§ YOUR GOAL
Copy the material below verbatim, omitting the pictures.

________________________

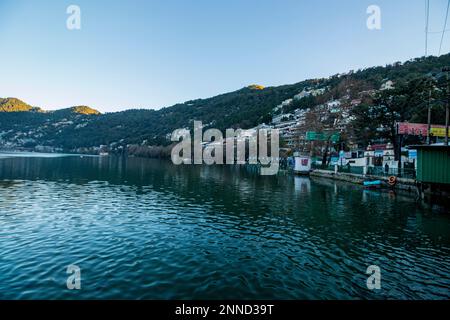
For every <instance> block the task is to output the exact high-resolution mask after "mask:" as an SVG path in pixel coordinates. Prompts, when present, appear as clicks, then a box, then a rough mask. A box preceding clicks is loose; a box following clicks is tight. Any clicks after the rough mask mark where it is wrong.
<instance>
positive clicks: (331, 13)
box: [0, 0, 450, 111]
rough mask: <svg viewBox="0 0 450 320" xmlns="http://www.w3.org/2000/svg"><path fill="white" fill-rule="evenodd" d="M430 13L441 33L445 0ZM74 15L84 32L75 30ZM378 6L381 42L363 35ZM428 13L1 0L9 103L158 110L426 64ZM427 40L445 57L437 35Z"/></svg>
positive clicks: (354, 6) (3, 73)
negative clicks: (373, 72)
mask: <svg viewBox="0 0 450 320" xmlns="http://www.w3.org/2000/svg"><path fill="white" fill-rule="evenodd" d="M430 3H431V13H430V31H438V30H442V28H443V23H444V18H445V9H446V4H447V0H430ZM70 4H76V5H79V6H80V8H81V15H82V16H81V21H82V29H81V30H77V31H69V30H67V28H66V19H67V17H68V15H67V14H66V8H67V7H68V6H69V5H70ZM371 4H376V5H378V6H380V8H381V14H382V16H381V18H382V29H381V30H380V31H370V30H368V29H367V27H366V19H367V17H368V15H367V14H366V9H367V7H368V6H369V5H371ZM424 9H425V2H424V0H369V1H366V0H341V1H336V0H314V1H307V0H226V1H219V0H183V1H181V0H164V1H163V0H158V1H156V0H155V1H151V0H148V1H144V0H142V1H138V0H126V1H125V0H123V1H118V0H110V1H106V0H71V1H65V0H60V1H55V0H40V1H34V0H27V1H25V0H0V66H1V69H0V70H1V74H2V75H1V77H0V97H11V96H12V97H18V98H21V99H23V100H25V101H26V102H28V103H30V104H32V105H36V106H42V107H44V108H46V109H55V108H61V107H67V106H72V105H79V104H86V105H90V106H93V107H95V108H97V109H99V110H101V111H117V110H123V109H128V108H160V107H164V106H169V105H172V104H174V103H177V102H184V101H187V100H190V99H195V98H206V97H210V96H214V95H216V94H220V93H224V92H228V91H233V90H237V89H239V88H241V87H244V86H246V85H249V84H252V83H257V84H262V85H266V86H272V85H282V84H287V83H295V82H298V81H301V80H304V79H308V78H315V77H323V76H329V75H332V74H335V73H339V72H346V71H348V70H351V69H358V68H363V67H369V66H374V65H384V64H386V63H392V62H395V61H403V60H407V59H410V58H413V57H418V56H422V55H424V21H425V10H424ZM449 28H450V26H449ZM429 41H430V42H429V47H430V53H431V54H434V55H436V54H437V51H438V47H439V41H440V34H431V35H430V40H429ZM442 51H443V52H444V53H446V52H449V51H450V32H448V33H447V34H446V37H445V39H444V46H443V50H442Z"/></svg>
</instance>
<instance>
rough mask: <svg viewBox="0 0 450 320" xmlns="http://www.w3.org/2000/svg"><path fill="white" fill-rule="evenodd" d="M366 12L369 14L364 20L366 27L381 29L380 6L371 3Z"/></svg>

________________________

§ YOUR SOLUTION
For every <instance> block the task is to output the exact high-resolution mask after "mask:" as an SVG path in pixel coordinates. Prompts, when present, appear as clicks, then a box, then a rough mask. A box preceding clicks is loose; a box following clicks is tight. Any clicks after the rough mask mark where it is wrong.
<instance>
positive clicks: (331, 13)
box: [0, 0, 450, 111]
rough mask: <svg viewBox="0 0 450 320" xmlns="http://www.w3.org/2000/svg"><path fill="white" fill-rule="evenodd" d="M430 13L441 33L445 0ZM74 15L84 32L75 30ZM378 6L381 42L363 35ZM428 13L1 0L9 103L158 110L426 64ZM427 40L445 57L437 35Z"/></svg>
positive clicks: (354, 6) (3, 73)
negative clicks: (373, 72)
mask: <svg viewBox="0 0 450 320" xmlns="http://www.w3.org/2000/svg"><path fill="white" fill-rule="evenodd" d="M430 3H431V13H430V31H438V30H442V28H443V23H444V18H445V9H446V4H447V0H430ZM70 4H76V5H79V6H80V8H81V15H82V16H81V21H82V29H81V30H77V31H69V30H67V28H66V19H67V17H68V15H67V14H66V8H67V7H68V6H69V5H70ZM371 4H376V5H378V6H380V8H381V14H382V16H381V18H382V29H381V30H380V31H370V30H368V29H367V27H366V19H367V17H368V15H367V14H366V9H367V7H368V6H369V5H371ZM424 9H425V2H424V0H369V1H366V0H341V1H336V0H314V1H307V0H226V1H219V0H183V1H181V0H164V1H163V0H158V1H156V0H155V1H151V0H148V1H144V0H142V1H138V0H126V1H125V0H123V1H118V0H110V1H106V0H71V1H65V0H60V1H55V0H40V1H34V0H27V1H25V0H0V66H1V69H0V70H1V74H2V75H1V77H0V97H11V96H12V97H18V98H21V99H23V100H25V101H26V102H28V103H30V104H32V105H36V106H42V107H44V108H46V109H55V108H61V107H67V106H72V105H79V104H86V105H90V106H93V107H95V108H97V109H99V110H101V111H117V110H123V109H128V108H160V107H164V106H169V105H172V104H174V103H177V102H184V101H187V100H190V99H195V98H206V97H210V96H214V95H216V94H220V93H224V92H228V91H233V90H237V89H239V88H241V87H244V86H246V85H249V84H252V83H257V84H262V85H266V86H272V85H282V84H287V83H295V82H298V81H301V80H304V79H308V78H315V77H323V76H329V75H332V74H335V73H339V72H346V71H348V70H351V69H358V68H363V67H369V66H374V65H384V64H386V63H392V62H395V61H403V60H407V59H410V58H413V57H418V56H422V55H424V21H425V10H424ZM449 28H450V26H449ZM429 41H430V42H429V47H430V53H431V54H434V55H436V54H437V51H438V47H439V41H440V34H431V35H430V40H429ZM442 51H443V52H444V53H446V52H449V51H450V32H448V33H447V34H446V37H445V39H444V46H443V50H442Z"/></svg>
</instance>
<instance>
rough mask: <svg viewBox="0 0 450 320" xmlns="http://www.w3.org/2000/svg"><path fill="white" fill-rule="evenodd" d="M366 12L369 14L364 20L366 27L381 29L380 6L371 3Z"/></svg>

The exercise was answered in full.